TASK OBJECTIVE:
Reproduce the listing below word for word, starting at the line that contains "Place a point on every instance of the milk" and ending at the final line of the listing.

DATA FOR PROCESSING:
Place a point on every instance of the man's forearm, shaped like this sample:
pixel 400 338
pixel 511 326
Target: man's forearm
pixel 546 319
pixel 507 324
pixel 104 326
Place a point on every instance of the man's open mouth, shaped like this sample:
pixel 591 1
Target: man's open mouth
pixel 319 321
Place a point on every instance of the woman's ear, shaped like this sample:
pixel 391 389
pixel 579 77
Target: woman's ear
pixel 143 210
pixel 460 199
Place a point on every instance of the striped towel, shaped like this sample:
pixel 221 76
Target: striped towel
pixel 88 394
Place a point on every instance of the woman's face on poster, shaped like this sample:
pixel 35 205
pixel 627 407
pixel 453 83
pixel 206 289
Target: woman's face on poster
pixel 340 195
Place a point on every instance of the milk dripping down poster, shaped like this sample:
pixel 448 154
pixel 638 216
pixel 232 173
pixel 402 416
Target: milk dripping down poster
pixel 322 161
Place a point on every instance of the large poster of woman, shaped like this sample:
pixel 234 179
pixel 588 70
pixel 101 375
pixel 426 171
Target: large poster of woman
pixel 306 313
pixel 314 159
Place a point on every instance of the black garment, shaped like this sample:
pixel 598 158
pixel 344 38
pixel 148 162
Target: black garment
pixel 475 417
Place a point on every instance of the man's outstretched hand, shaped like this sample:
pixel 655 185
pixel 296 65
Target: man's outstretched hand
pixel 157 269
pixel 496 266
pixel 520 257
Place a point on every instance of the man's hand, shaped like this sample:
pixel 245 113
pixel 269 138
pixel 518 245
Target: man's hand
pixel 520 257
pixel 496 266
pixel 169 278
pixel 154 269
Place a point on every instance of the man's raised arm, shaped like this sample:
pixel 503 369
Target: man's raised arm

FINISHED TASK:
Place a point on every instance of the milk dripping down poster, shaped like this sample:
pixel 448 154
pixel 638 216
pixel 232 173
pixel 402 416
Target: milk dripping down poster
pixel 322 161
Place a point on every instance of the large poster of woman, shaped like this sample:
pixel 234 179
pixel 588 70
pixel 101 375
pixel 426 171
Target: large poster of woman
pixel 306 313
pixel 314 159
Place a point on every instance of the black garment, shaped like this sample:
pixel 598 158
pixel 344 38
pixel 148 162
Target: black garment
pixel 475 417
Place a point on every instance of the man's outstretched hand, shaped like this sample:
pixel 655 185
pixel 296 65
Target: man's outstretched hand
pixel 157 269
pixel 496 266
pixel 520 257
Place a point on every instance of the man's hand, shaped like this sample:
pixel 245 113
pixel 269 138
pixel 518 245
Target: man's hand
pixel 520 257
pixel 496 266
pixel 169 278
pixel 154 269
Place a point on every instance of the man's raised arm, shaped like this sample:
pixel 503 369
Target: man's raised arm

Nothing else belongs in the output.